**EXCERTO DO TEXTO**:

----------------------------------------

A auréola de Soares

Uma carreira política longa e
fulcral na vida de Portugal, mas também o exemplo de um homem na sua dimensão
quotidiana, as contradições, os erros, as opções – é disso que trata a
autobiografia elaborada de Mário Soares, um dinossauro vivo, ainda determinante
na análise da actualidade. Autor: um jornalista de investigação que tem semeado
trabalho em diversos meios de comunicação, em livros, na televisão. De mérito
geralmente reconhecido.
O biografado bem merece este
esforço, os interessados em conhecer melhor o seu percurso têm aqui
inventariado muito do que é necessário para acederem a um juízo sobre a
actividade desenvolvida ao longo de décadas, o seu papel na resistência ao
salazarismo, o papel moderador mas firme com o objectivo de levar as águas de
Abril ao seu moinho.
É complexa, a vida de Soares,
filho de um republicano que foi padre católico (já não em exercício quando
Mário nasceu) e filiado na Maçonaria. Uma herança, uma matriz. Até pelo meio em
que cresceu, proporcionado por um pai que conspirou pela implantação da
República, nela teve actividade institucional (foi ministro, governador civil):
uma «elite da sociedade portuguesa à época». E o biografado não enjeita o peso
da mãe na sua formação.
O menino tinha todas estas condições
e mais a sua apetência natural pela política que inundava o meio familiar. E lá
fora, nos amigos que lhe frequentavam a casa de família, surgiam oportunidades,
curiosamente pela mão de comunistas, em que Álvaro Cunhal é protagonista – ele
que era regente de estudos no colégio Moderno, propriedade do pai Soares.

----------------------------------------

**LINHAS APRESENTADAS**:

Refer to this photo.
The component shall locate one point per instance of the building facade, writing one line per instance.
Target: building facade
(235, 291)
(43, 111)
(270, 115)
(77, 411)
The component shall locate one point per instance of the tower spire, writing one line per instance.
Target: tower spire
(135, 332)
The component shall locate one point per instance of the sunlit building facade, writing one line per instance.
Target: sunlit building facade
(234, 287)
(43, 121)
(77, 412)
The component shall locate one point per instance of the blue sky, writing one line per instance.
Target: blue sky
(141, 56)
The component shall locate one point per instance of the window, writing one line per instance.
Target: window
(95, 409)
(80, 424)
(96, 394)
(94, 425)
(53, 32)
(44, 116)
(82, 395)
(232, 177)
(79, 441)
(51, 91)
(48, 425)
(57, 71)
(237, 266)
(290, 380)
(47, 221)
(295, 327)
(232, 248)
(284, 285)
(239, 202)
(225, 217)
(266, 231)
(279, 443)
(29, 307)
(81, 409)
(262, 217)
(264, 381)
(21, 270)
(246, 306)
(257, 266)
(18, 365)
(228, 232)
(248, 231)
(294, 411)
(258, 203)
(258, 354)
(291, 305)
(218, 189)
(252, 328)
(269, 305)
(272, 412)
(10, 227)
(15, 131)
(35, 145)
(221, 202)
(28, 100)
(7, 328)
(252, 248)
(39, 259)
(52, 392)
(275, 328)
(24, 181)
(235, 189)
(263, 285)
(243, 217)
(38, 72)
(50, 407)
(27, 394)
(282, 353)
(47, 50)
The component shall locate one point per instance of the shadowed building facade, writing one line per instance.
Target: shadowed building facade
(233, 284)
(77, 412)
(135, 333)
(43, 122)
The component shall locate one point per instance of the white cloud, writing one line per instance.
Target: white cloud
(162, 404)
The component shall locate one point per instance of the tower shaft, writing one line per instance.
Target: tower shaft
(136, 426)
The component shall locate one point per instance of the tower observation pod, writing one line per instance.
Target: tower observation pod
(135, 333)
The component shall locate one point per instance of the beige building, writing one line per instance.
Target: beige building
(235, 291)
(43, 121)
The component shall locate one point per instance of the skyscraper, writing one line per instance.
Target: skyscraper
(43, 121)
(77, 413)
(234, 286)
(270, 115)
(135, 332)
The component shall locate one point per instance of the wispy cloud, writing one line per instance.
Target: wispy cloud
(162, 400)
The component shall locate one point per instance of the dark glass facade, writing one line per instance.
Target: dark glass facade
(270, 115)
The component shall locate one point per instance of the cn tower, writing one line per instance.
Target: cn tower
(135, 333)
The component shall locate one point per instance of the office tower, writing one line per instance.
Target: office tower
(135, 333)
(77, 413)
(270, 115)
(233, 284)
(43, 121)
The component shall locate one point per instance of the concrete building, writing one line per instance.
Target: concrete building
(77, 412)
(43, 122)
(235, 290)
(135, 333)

----------------------------------------

**INSTRUÇÕES DE TRABALHO**:
A - Copia tudo desde «O biografado bem» até «ao seu moinho.» no texto sobre a biografia de Soares, trocando «salazarismo» por «Estado Novo».
B - Prolonga o texto sobre a biografia de Mário Soares, começando logo a seguir à última frase.
As linhas apresentadas não fazem falta aqui.

**RESPOSTAS ESPERADAS**:
A -
O biografado bem merece este
esforço, os interessados em conhecer melhor o seu percurso têm aqui
inventariado muito do que é necessário para acederem a um juízo sobre a
actividade desenvolvida ao longo de décadas, o seu papel na resistência ao
Estado Novo, o papel moderador mas firme com o objectivo de levar as águas de
Abril ao seu moinho.

B -
Tudo isto relembra Joaquim Vieira
para marcar o caminho do biografado. Um Soares que acedeu a falar com o autor,
mesmo tendo as relações entre ambos largas manchas de atritos: «Tive no passado
uma relação conflitual com Mário Soares, por via da minha actividade
jornalística». «A forma como a questão foi resolvida é reveladora da
personalidade de Soares», escreve o biógrafo. Ou seja, acedeu plenamente a
conversar sobre a sua carreira e a sua vida, e a entrevista prolongou-se por 16
sessões.
O material publicado constitui
apenas uma parcela do material recolhido: o biógrafo questiona o biografado com
base em extensa bibliografia, que contradita e/ou reforça, para garantir a
maior fidelidade aos factos e acontecimentos – e eles são tantos, parte quase
sempre da história política portuguesa das últimas décadas… Mas há, ainda,
depoimentos e entrevistas com várias figuras de relevo, além de referências às
mais diversas personalidades nacionais e estrangeiras.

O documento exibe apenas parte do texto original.